* begin GIVEN PASSAGE *

Elasticsearch query behaviour - elasticsearch

I've got two different queries against my elasticsearch. The difference between these two queries is that the first one got the two search criteria in one boolean should query and he second splits it into two single bool should queries. The first one return the expected response but the second one doesnt match to any document even if there are documents which contains both criteria. If i refactor the second one so that the two splitted bool should queries are encapsulatec by a bool should querie it returns the expected response like it is for querie 1.
The question is why does query 2 doesn't return the response as 1 and 3 do? Am i missing something?
EDIT: provided example data
EDIT: my problem solved, it was just a spelling mistake while building the range query in my code and i doesnt recognize it -.- but maybe the explanation from the answer here will help somebody else.
1.
GET _search
{
"query": {
"bool": {
"filter": [
{
"bool": {
"should": [
{
"range": {
"streetNr": {
"from": "1",
"to": "100",
"include_lower": true,
"include_upper": true,
"boost": 1
}
}
},
{
"match": {
"geographicAddress.city": {
"query": "Berlin"

* end GIVEN PASSAGE *
* begin GIVEN DATA *

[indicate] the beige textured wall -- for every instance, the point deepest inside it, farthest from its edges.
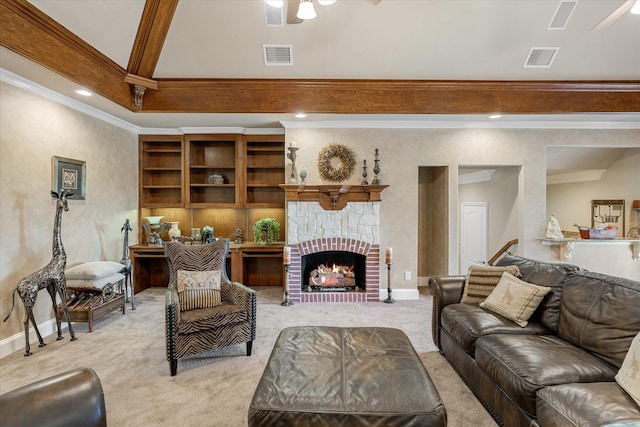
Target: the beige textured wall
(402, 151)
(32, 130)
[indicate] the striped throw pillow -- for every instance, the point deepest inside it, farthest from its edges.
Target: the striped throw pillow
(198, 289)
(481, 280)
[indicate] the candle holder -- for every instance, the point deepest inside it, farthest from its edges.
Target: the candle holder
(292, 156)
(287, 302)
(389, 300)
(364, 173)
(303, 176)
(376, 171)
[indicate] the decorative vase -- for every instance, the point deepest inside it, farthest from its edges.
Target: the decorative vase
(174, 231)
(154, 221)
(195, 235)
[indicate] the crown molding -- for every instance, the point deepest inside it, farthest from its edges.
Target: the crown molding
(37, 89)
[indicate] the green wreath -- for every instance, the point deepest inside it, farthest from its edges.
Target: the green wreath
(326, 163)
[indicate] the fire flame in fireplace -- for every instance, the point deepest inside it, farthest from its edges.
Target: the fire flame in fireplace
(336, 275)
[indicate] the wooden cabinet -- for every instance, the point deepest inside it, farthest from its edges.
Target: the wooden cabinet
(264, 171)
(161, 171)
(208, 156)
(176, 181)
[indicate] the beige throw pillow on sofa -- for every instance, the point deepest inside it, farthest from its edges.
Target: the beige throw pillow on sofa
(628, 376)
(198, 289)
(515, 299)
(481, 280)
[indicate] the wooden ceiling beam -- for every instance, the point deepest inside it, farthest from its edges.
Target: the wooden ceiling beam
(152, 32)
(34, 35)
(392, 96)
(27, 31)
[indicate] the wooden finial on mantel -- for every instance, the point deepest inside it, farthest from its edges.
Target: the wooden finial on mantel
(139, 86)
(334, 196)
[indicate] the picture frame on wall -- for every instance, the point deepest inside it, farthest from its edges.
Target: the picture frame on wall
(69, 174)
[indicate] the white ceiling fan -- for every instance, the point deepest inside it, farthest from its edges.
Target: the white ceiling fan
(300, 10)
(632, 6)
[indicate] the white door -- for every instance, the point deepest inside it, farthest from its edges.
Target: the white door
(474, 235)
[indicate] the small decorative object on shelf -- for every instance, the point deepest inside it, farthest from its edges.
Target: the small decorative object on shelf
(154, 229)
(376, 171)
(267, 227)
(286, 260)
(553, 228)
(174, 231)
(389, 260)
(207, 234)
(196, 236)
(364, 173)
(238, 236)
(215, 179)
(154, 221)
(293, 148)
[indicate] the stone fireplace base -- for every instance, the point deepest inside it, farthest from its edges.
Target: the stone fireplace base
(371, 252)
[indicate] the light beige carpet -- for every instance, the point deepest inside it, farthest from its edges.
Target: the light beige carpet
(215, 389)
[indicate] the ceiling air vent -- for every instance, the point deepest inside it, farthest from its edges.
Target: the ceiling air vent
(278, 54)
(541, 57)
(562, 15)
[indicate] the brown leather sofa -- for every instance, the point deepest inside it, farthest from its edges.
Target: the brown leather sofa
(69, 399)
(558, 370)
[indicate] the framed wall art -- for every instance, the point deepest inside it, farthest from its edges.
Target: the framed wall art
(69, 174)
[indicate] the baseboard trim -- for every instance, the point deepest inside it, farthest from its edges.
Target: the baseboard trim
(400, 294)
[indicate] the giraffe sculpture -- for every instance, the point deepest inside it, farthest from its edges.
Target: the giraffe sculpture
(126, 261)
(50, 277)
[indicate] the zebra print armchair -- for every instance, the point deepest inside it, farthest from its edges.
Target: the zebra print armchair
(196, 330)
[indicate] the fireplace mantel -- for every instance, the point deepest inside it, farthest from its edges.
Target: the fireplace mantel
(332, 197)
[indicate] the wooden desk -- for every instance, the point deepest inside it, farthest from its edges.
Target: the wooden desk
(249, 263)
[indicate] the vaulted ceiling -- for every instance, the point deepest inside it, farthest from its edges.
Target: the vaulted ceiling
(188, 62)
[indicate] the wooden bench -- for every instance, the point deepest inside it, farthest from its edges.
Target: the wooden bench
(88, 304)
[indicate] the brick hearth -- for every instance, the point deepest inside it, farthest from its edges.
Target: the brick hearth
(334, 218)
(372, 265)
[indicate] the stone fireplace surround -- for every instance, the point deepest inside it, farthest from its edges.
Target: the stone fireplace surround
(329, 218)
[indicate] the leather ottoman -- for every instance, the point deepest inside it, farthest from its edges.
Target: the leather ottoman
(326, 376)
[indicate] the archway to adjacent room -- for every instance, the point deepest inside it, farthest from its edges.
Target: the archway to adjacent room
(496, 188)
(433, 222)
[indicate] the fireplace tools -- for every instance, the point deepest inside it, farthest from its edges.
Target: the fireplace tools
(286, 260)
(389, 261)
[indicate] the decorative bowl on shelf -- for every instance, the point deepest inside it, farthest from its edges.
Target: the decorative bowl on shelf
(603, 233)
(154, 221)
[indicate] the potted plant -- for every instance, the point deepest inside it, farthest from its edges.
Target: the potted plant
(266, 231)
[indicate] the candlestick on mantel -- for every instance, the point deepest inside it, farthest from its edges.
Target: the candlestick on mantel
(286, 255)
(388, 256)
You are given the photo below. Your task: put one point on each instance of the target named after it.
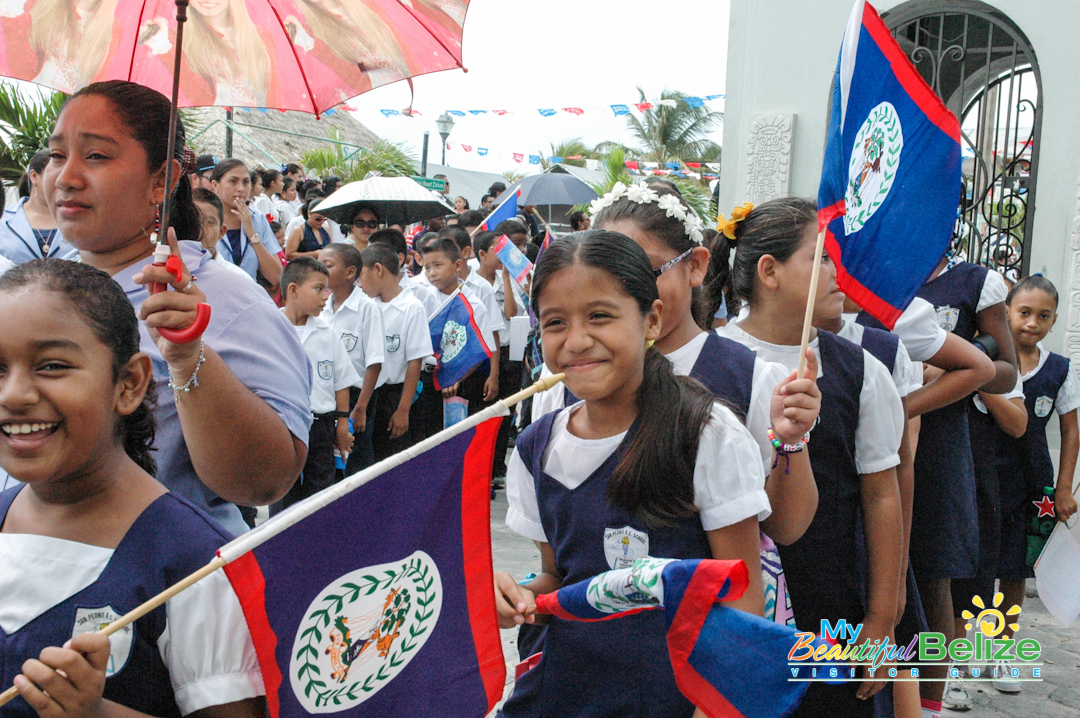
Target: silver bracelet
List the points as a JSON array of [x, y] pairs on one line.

* end GIVEN DATA *

TO DO ->
A – In the Elasticsearch thread, list each setting given inside the "streetNr" range clause of the first query, along with its value.
B – Print the part of the Elasticsearch thread starting with "Elasticsearch query behaviour" and going on through "i missing something?".

RESULTS IN ORDER ->
A –
- from: "1"
- to: "100"
- include_lower: true
- include_upper: true
- boost: 1

B –
Elasticsearch query behaviour - elasticsearch

I've got two different queries against my elasticsearch. The difference between these two queries is that the first one got the two search criteria in one boolean should query and he second splits it into two single bool should queries. The first one return the expected response but the second one doesnt match to any document even if there are documents which contains both criteria. If i refactor the second one so that the two splitted bool should queries are encapsulatec by a bool should querie it returns the expected response like it is for querie 1.
The question is why does query 2 doesn't return the response as 1 and 3 do? Am i missing something?